Top of The data

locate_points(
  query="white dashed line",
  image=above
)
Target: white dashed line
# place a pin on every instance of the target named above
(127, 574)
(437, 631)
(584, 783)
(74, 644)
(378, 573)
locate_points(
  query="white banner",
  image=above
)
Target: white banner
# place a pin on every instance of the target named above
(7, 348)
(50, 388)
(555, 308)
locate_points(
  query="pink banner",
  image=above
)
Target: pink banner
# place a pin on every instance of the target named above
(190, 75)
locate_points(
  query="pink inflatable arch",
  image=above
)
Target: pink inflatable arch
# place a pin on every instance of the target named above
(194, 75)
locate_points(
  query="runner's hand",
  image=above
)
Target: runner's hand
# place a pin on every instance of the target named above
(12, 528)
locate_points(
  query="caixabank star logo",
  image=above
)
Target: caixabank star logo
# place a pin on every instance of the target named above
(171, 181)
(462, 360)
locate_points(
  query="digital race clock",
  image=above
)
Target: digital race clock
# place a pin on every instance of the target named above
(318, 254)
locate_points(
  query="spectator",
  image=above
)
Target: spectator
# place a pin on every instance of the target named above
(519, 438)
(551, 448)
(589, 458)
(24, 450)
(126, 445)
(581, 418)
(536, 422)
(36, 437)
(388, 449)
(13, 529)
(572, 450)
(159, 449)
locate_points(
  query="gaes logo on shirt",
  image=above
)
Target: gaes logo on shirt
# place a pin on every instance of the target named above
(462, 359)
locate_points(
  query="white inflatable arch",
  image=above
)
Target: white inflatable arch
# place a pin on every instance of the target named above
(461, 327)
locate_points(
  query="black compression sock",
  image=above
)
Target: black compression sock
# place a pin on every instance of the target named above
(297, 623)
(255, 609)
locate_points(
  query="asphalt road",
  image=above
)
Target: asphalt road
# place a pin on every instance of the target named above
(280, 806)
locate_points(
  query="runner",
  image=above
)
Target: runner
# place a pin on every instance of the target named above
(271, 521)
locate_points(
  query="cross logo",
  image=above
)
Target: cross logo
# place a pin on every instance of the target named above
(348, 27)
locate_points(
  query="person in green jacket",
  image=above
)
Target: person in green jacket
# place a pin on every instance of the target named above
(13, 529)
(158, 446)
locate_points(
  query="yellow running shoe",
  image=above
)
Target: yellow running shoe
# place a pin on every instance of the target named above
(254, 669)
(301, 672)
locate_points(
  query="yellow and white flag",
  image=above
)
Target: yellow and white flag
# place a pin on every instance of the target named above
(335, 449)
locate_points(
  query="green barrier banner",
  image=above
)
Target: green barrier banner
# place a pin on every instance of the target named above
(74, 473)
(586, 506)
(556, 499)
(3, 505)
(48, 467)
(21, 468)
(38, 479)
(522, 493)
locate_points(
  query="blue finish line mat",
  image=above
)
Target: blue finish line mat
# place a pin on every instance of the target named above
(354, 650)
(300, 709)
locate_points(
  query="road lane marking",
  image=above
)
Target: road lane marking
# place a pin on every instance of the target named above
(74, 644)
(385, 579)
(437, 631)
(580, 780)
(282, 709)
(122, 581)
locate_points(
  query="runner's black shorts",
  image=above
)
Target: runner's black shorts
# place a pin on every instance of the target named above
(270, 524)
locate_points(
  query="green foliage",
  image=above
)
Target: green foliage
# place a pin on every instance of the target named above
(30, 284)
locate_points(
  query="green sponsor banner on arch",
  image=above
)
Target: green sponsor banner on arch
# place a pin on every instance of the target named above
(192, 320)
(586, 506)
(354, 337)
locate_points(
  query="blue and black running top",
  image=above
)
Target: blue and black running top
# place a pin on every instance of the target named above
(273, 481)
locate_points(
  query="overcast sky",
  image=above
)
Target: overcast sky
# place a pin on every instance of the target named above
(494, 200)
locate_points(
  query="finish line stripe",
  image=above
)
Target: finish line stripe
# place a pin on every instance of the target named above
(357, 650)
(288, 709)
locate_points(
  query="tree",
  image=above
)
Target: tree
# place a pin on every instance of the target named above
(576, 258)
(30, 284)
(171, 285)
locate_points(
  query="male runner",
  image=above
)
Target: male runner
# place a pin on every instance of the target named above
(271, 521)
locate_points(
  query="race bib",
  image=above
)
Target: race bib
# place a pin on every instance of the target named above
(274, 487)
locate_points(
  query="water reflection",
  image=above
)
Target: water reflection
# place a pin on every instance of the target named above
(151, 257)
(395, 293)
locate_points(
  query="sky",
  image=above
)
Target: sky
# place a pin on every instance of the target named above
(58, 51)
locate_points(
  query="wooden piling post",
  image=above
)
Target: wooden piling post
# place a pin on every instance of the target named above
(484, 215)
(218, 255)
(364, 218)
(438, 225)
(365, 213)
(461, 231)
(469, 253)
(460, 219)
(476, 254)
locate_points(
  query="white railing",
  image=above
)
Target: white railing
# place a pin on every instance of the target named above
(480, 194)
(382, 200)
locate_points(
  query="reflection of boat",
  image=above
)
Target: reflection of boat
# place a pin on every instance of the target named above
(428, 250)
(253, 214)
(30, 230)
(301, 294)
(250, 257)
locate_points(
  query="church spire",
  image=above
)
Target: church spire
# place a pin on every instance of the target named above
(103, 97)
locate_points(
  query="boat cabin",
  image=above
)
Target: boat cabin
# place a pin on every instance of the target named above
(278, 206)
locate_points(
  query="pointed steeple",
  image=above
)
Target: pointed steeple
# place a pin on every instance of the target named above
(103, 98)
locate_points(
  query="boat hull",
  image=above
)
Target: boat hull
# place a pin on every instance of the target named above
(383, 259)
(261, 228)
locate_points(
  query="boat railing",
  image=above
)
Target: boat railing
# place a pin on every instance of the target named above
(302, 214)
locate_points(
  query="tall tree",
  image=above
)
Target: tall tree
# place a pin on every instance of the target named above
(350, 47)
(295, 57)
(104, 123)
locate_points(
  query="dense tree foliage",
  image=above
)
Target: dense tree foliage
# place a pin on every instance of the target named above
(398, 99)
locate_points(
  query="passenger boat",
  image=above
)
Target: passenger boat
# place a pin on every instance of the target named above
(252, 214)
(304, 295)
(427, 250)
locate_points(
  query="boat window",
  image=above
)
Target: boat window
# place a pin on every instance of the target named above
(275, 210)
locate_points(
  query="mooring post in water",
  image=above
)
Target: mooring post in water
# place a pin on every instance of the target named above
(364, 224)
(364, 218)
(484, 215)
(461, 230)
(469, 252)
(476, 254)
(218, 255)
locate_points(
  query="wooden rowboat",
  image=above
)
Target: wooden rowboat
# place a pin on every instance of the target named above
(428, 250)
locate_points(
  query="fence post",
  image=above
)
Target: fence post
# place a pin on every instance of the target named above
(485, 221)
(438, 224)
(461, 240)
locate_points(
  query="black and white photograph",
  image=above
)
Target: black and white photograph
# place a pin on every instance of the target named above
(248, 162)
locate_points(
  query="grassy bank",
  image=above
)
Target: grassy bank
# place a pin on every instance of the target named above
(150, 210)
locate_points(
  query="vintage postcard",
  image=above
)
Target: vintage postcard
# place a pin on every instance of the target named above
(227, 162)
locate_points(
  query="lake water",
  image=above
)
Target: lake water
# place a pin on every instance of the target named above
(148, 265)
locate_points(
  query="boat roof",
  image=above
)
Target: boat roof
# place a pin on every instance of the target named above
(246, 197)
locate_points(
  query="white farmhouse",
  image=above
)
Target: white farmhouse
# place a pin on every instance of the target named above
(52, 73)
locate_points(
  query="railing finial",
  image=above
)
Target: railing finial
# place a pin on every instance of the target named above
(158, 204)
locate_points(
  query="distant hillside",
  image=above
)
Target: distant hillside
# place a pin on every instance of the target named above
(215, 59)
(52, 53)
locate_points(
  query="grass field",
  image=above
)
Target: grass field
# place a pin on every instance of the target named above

Bottom of The data

### Instructions to follow
All the data above should be restated in full, exactly.

### Exercise solution
locate_points(
  query="white dashed line",
  image=above
)
Target: white dashed line
# place a pin on every instance of the target named above
(127, 574)
(437, 631)
(584, 783)
(74, 644)
(378, 573)
locate_points(
  query="white banner",
  image=above
)
Target: white banner
# place a pin on every instance of the target named above
(7, 348)
(50, 388)
(555, 308)
locate_points(
  query="pink banner",
  image=above
)
Target: pink banner
# place a pin on every instance of the target named above
(190, 75)
locate_points(
  query="pink inflatable arch",
  image=above
)
Target: pink inflatable arch
# place a pin on every instance of the target named above
(194, 75)
locate_points(
  query="runner's hand",
  image=above
)
Target: runner's hand
# place a pin on every instance of the target named above
(12, 528)
locate_points(
  query="caixabank star logo",
  image=above
)
Target: caixabank star logo
# place a pin on every instance of the target named above
(171, 181)
(462, 360)
locate_points(
  query="digital race clock",
  image=above
)
Target: digital race clock
# place a pin on every instance of the target named above
(318, 254)
locate_points(
  query="spectator",
  image=above
)
Target: spectator
# place a pin on every instance of the target named above
(519, 438)
(551, 448)
(589, 458)
(24, 450)
(126, 445)
(581, 418)
(536, 422)
(36, 437)
(388, 449)
(13, 529)
(572, 450)
(159, 449)
locate_points(
  query="gaes logo on shirt",
  image=above
)
Target: gaes logo on shirt
# place a pin on every instance of the target named above
(462, 359)
locate_points(
  query="white inflatable arch",
  image=above
)
Target: white inflatable arch
# place a pin on every instance of the target named above
(461, 327)
locate_points(
  query="black compression sock",
  image=above
)
Target: black compression sock
# place a pin on every instance of the target named above
(297, 623)
(255, 609)
locate_points(
  query="asphalt road",
  image=above
)
Target: asphalt road
# place a pin on every instance of the target named above
(280, 806)
locate_points(
  query="runner",
  image=above
)
Target: runner
# place a pin on every instance of the target named above
(271, 521)
locate_points(
  query="cross logo",
  image=above
)
Target: cross logo
# place a pin on every instance of the target named above
(348, 27)
locate_points(
  query="person in green jacket",
  image=above
)
Target: person in green jacket
# place a pin on every instance of the target named above
(13, 529)
(158, 446)
locate_points(
  query="yellow running shoe",
  image=above
)
Target: yellow running shoe
# place a pin on every instance of the target named above
(254, 669)
(301, 672)
locate_points(
  query="yellow and white flag",
  image=above
)
Target: yellow and white flag
# place a pin on every instance of the target named above
(335, 449)
locate_points(
  query="green barrier banner",
  image=above
)
Target: green barrier banner
# place a pin on every instance of the target named above
(74, 473)
(586, 506)
(556, 499)
(3, 505)
(48, 467)
(21, 468)
(38, 479)
(522, 493)
locate_points(
  query="blue finish line mat",
  image=above
)
Target: blue finish line mat
# place a pin on every instance of the target named above
(354, 650)
(300, 709)
locate_points(
  query="road lane marking",
  image=above
)
Target: road lane marking
# place a pin on every instance of the target named above
(74, 644)
(385, 579)
(437, 631)
(580, 780)
(282, 709)
(122, 581)
locate_points(
  query="runner's black shorts",
  image=above
)
Target: runner's black shorts
# place a pin on every instance of the target named above
(270, 524)
locate_points(
  query="green foliage",
  image=above
)
Target: green foliage
# place a pin on every instance of the target named above
(30, 284)
locate_points(
  query="green sponsor banner on arch",
  image=above
)
Target: green sponsor banner on arch
# place a pin on every instance of the target named above
(192, 320)
(586, 506)
(354, 337)
locate_points(
  query="blue and black running top",
  image=above
)
Target: blue and black running top
# place a pin on every instance of the target named above
(273, 481)
locate_points(
  query="overcast sky",
  image=above
)
Target: overcast sky
# place a pin on every instance of the target named above
(494, 200)
locate_points(
  query="finish line stripe",
  image=above
)
Target: finish line stripe
# place a pin on every instance of the target named above
(357, 650)
(288, 709)
locate_points(
  query="tree",
  image=above
)
Target: tree
# place a pin on every instance of the target named above
(576, 258)
(30, 284)
(171, 285)
locate_points(
  query="male runner",
  image=above
)
Target: male runner
# place a pin on every instance of the target named above
(271, 521)
locate_points(
  query="race bib",
  image=above
)
Target: race bib
# place a pin on every instance of the target named above
(274, 487)
locate_points(
  query="water reflection",
  image=above
)
Target: water reflection
# place a pin on every instance of the target named above
(151, 257)
(395, 293)
locate_points(
  query="sky",
  image=above
)
Target: sky
# place a pin on every instance of the target named above
(58, 51)
locate_points(
  query="wooden piling post",
  image=above
)
Target: wooden piling post
# place a pin on every instance of the target named above
(484, 215)
(218, 255)
(364, 218)
(438, 225)
(365, 213)
(461, 231)
(469, 253)
(460, 219)
(476, 254)
locate_points(
  query="white railing",
  image=above
)
Target: white railing
# place a pin on every instance of the target named above
(480, 194)
(382, 200)
locate_points(
  query="reflection of boat",
  image=above
)
Target: reflection of boat
# place a pin on every instance of the target named above
(428, 250)
(253, 214)
(30, 230)
(301, 294)
(250, 257)
locate_points(
  query="church spire",
  image=above
)
Target: church spire
# place a pin on every instance of the target named above
(103, 97)
locate_points(
  query="boat cabin",
  image=above
)
Target: boat cabin
# place a pin on every instance of the target named above
(278, 206)
locate_points(
  query="pointed steeple",
  image=above
)
Target: pointed steeple
# place a pin on every instance of the target named above
(103, 98)
locate_points(
  query="boat hull",
  image=above
)
Target: boat hull
# place a pin on every instance of the target named above
(383, 259)
(261, 228)
locate_points(
  query="boat railing",
  image=above
)
Target: boat railing
# place a pin on every instance of the target named above
(302, 214)
locate_points(
  query="tall tree",
  image=above
)
Target: tall tree
# place a pin on every instance of the target named above
(350, 47)
(295, 57)
(104, 123)
locate_points(
  query="dense tree foliage",
  image=above
)
Target: dense tree foliage
# place a pin on every instance of the target named above
(398, 99)
locate_points(
  query="passenger boat",
  image=above
)
Target: passenger boat
# place a pin on every instance of the target named above
(252, 214)
(304, 295)
(427, 250)
locate_points(
  query="boat window",
  image=above
)
Target: boat window
# place a pin on every instance of the target named above
(275, 210)
locate_points(
  query="mooring post in water",
  image=above
)
Target: mooring post in water
# place a pin on every instance of the target named above
(364, 224)
(364, 218)
(484, 215)
(461, 230)
(469, 252)
(476, 254)
(218, 255)
locate_points(
  query="wooden rowboat",
  image=above
)
Target: wooden rowboat
# place a pin on every instance of the target named above
(428, 250)
locate_points(
  query="fence post",
  image=above
)
Target: fence post
# place a pin on every instance of the target named above
(485, 221)
(438, 224)
(461, 240)
locate_points(
  query="black and white photograph",
  image=above
)
Target: black and white photograph
# place a pin on every instance of the target named above
(248, 162)
locate_points(
  query="grassy bank",
  image=above
)
Target: grassy bank
# place a pin on every instance of the target named above
(150, 210)
locate_points(
  query="vintage postcard",
  image=above
)
Target: vintage postcard
# place a pin on every instance of the target named above
(227, 162)
locate_points(
  query="lake water",
  image=above
)
Target: lake water
# place a pin on every instance of the target named above
(148, 265)
locate_points(
  query="boat roof",
  image=above
)
Target: boat roof
# place a pin on every instance of the target named above
(246, 197)
locate_points(
  query="white farmhouse",
  image=above
)
Target: white farmhouse
# place a pin on every instance of the target named above
(52, 73)
locate_points(
  query="railing finial",
  image=above
)
Target: railing finial
# place a pin on every instance of the target named above
(158, 204)
locate_points(
  query="distant hillside",
  image=above
)
Target: distant hillside
# place a pin on every instance of the target named above
(215, 59)
(52, 53)
locate_points(
  query="grass field",
  image=above
)
Target: grass field
# place a pin on every instance of the target named above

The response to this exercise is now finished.